---- Extract

Containers and Kubernetes: What They Actually Are and When You Actually Need Them

Containers and Kubernetes: What They Actually Are and When You Actually Need Them
Series: The Modern SDLC · Post 10 of 17 ← Post 9: Infrastructure as Code · Post 11: CD and GitOps →
Kubernetes has a reputation problem. Among engineers who've adopted it well, it's the platform that made their delivery process reliable and their infrastructure predictable. Among engineers who adopted it too early or without enough context, it's the thing that turned a straightforward deployment into a full-time operational job.
Both groups are describing the same technology. The difference is context: team size, workload characteristics, operational maturity, and — most importantly — whether the complexity Kubernetes introduces is justified by the problems it solves.
This post covers what containers and Kubernetes actually do, why they matter, and — as importantly — when they're the wrong tool for the job. Understanding the second part is what separates teams that get value from Kubernetes from teams that spend six months learning it before concluding they should have used something simpler.
The one thing to remember
A container is an immutable artefact. The exact same image that passes CI runs in staging and production. There is no deployment step that could introduce differences — you deploy the artefact, not instructions for building it.
This immutability is the foundational value of containerisation. Everything else — Kubernetes, orchestration, service meshes — builds on top of it.
What containers actually are
A container is a lightweight, isolated process that packages an application with everything it needs to run: runtime, libraries, configuration, and code. Unlike virtual machines, containers share the host operating system's kernel — which is why they start in milliseconds rather than minutes and use a fraction of the memory.
The practical consequence is environment parity. An application that runs in a container on a developer's laptop runs the same way in CI, in staging, and in production. The runtime version, the system libraries, the configuration — all identical, all specified in the Dockerfile. "Works on my machine" stops being possible because "my machine" and "production" run the same container image.
The image is the key concept. An image is a snapshot — a read-only, layered filesystem that contains everything the container needs. It's built once, pushed to a registry, and pulled by any environment that runs it. The image that passes your CI pipeline is the image that deploys to production. There's no build step on the production server, no dependency installation, no environment-specific setup. The artefact is the deployment.
Writing good Dockerfiles
A poorly written Dockerfile produces an image that's gigabytes in size, takes minutes to build, contains unnecessary build tools and source code, and has hundreds of CVEs from outdated base image packages. A well-written Dockerfile produces an image that's small, fast to build, and has minimal attack surface.
Multi-stage builds are the most impactful practice. Use one stage to compile or bundle — installing build tools, running the build, generating artefacts. Use a separate, minimal stage for the final image that contains only the runtime artefact. Build tools, source code, test files, and intermediate artefacts never appear in the image you ship.
A Node.js application that starts as 1.2GB using node:20 becomes 80MB using a multi-stage build with a distroless final image. The smaller image pulls faster, scans faster, starts faster, and has a smaller attack surface.
Choose the smallest base image that works. Three tiers:
Distroless (Google's approach) — no shell, no package manager, no operating system utilities. Just the runtime. Near-zero attack surface. The right choice when you don't need to shell into a container for debugging.
Alpine — 5MB, musl libc, has a shell. Most common choice for small images that still need basic tooling.

--------
---- Records

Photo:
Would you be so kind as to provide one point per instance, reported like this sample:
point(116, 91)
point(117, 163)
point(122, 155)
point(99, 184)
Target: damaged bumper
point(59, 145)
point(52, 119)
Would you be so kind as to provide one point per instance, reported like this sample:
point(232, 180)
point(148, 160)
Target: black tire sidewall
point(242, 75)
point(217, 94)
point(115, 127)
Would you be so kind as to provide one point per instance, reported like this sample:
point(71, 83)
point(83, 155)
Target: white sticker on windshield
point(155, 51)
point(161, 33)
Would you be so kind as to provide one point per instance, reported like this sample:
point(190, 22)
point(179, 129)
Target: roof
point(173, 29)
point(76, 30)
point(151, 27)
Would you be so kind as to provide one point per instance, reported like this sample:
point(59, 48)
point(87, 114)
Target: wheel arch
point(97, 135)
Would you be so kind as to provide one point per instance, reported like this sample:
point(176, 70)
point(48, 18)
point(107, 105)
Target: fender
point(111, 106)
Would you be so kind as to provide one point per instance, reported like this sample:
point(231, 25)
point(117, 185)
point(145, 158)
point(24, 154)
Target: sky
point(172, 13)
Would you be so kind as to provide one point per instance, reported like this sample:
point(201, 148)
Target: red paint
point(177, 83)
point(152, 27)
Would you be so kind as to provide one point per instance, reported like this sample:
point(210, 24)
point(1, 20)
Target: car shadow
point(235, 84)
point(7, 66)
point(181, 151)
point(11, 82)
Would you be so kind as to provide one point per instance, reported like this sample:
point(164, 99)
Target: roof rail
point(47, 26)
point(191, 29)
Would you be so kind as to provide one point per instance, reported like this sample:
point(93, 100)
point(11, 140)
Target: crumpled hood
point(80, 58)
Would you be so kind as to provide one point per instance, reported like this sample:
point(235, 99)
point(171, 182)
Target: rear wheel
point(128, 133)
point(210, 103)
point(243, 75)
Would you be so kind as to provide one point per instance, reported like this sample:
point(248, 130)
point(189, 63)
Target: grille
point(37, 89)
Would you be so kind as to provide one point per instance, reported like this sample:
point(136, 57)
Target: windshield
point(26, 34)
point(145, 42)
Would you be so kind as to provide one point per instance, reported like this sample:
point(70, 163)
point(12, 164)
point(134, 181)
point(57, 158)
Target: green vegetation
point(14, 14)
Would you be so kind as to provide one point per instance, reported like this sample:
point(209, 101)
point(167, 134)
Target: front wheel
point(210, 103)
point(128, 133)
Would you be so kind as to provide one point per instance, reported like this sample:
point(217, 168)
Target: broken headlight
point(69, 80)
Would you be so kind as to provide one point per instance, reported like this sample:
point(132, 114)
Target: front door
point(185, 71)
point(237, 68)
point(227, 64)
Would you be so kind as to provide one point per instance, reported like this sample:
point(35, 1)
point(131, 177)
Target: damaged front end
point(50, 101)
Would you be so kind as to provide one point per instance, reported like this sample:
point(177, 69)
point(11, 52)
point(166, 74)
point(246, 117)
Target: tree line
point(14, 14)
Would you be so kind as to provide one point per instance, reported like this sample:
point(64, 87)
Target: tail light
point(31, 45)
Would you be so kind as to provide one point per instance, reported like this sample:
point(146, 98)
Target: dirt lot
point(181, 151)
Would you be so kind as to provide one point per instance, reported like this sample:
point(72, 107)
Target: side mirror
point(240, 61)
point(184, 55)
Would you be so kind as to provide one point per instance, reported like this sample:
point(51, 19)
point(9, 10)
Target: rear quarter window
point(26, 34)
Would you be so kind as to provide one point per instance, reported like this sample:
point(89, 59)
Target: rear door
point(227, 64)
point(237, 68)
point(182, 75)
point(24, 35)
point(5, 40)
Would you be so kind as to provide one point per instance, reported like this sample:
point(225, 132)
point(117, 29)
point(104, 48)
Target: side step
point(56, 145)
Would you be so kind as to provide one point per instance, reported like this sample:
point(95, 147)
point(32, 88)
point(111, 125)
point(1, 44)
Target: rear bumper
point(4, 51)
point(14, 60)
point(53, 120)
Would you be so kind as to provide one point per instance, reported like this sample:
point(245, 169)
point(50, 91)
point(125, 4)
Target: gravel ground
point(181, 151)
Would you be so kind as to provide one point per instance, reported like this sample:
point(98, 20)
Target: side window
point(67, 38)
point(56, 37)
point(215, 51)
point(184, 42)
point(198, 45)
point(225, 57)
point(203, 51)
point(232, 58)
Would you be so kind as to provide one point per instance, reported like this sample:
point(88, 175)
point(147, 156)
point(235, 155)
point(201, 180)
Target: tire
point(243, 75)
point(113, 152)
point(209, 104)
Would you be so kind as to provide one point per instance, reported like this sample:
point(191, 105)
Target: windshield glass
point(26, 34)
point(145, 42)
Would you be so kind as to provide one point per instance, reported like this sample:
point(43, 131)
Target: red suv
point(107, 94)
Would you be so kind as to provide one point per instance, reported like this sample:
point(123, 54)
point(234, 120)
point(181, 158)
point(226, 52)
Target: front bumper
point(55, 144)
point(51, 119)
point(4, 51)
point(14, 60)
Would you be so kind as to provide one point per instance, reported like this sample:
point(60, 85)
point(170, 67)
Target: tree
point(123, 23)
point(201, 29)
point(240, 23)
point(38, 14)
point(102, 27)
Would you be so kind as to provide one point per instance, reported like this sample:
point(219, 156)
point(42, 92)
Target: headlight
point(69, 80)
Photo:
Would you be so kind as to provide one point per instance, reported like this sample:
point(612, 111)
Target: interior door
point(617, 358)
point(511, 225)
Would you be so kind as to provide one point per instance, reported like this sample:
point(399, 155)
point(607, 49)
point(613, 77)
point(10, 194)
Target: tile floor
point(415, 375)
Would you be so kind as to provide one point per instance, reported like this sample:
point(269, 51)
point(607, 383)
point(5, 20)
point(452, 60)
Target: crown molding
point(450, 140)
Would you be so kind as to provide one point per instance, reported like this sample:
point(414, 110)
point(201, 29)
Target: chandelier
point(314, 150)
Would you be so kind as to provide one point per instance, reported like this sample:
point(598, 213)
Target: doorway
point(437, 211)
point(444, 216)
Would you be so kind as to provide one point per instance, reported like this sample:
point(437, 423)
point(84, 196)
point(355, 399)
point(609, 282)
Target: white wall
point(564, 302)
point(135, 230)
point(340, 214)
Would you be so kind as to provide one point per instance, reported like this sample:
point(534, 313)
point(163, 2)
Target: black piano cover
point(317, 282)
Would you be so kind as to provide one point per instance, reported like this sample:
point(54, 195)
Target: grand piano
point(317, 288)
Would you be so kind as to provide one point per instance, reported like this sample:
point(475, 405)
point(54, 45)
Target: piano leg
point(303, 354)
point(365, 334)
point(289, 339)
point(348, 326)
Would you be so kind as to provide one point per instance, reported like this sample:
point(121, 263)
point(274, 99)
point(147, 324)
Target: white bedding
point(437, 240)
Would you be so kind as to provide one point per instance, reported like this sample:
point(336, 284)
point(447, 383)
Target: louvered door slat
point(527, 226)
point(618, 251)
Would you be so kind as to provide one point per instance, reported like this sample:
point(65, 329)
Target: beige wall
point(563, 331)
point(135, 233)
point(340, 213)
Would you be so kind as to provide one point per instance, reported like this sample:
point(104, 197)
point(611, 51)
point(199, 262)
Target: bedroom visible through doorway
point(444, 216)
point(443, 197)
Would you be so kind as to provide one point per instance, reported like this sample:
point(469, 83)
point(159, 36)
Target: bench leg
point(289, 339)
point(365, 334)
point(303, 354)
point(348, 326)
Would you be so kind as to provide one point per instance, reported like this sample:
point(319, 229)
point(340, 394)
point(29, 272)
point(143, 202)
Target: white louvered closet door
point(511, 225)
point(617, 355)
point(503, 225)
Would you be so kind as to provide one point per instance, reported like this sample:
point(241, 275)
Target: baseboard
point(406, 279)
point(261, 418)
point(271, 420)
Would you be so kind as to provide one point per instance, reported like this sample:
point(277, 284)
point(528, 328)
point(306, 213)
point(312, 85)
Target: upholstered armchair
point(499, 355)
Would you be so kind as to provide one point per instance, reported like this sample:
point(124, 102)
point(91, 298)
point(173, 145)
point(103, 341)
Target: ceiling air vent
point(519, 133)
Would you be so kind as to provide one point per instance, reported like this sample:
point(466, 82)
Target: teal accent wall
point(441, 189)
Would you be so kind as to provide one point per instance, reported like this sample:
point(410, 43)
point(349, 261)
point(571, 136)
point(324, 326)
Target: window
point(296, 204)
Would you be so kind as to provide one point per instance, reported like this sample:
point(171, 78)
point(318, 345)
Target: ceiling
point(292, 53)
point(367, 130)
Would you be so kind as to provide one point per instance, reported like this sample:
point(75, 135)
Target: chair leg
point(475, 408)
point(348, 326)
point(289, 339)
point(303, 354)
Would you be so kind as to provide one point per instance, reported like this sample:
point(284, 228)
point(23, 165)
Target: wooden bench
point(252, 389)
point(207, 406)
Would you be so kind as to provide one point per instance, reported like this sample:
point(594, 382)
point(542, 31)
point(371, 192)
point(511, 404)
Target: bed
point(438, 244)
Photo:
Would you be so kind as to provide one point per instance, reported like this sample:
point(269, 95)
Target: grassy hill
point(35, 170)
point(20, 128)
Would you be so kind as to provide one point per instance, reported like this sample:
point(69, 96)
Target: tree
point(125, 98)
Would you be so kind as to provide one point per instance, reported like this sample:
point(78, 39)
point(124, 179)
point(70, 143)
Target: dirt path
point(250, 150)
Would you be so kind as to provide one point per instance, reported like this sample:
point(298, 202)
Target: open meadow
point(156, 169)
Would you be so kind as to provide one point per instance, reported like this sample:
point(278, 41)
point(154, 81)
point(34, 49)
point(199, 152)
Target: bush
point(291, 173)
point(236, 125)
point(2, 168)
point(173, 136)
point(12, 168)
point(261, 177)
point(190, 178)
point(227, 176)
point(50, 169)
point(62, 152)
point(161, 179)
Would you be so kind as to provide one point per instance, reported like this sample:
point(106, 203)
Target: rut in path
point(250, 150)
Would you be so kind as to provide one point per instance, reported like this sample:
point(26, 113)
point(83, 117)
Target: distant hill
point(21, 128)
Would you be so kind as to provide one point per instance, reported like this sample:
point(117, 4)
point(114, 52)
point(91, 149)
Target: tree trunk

--------

Work to do -
**A)** In the post on containers and Kubernetes, rewrite the passage starting at "Choose the smallest" and ending at "need basic tooling.", changing "Alpine" to "Alpine Linux".
**B)** According to the post on containers and Kubernetes, what size does the Node.js application become with a multi-stage build and a distroless final image?
**C)** List everything the post on containers and Kubernetes says a container packages with an application.

Responses for each task -
**A)**
Choose the smallest base image that works. Three tiers:
Distroless (Google's approach) — no shell, no package manager, no operating system utilities. Just the runtime. Near-zero attack surface. The right choice when you don't need to shell into a container for debugging.
Alpine Linux — 5MB, musl libc, has a shell. Most common choice for small images that still need basic tooling.

**B)** 80MB

**C)** Runtime, libraries, configuration, code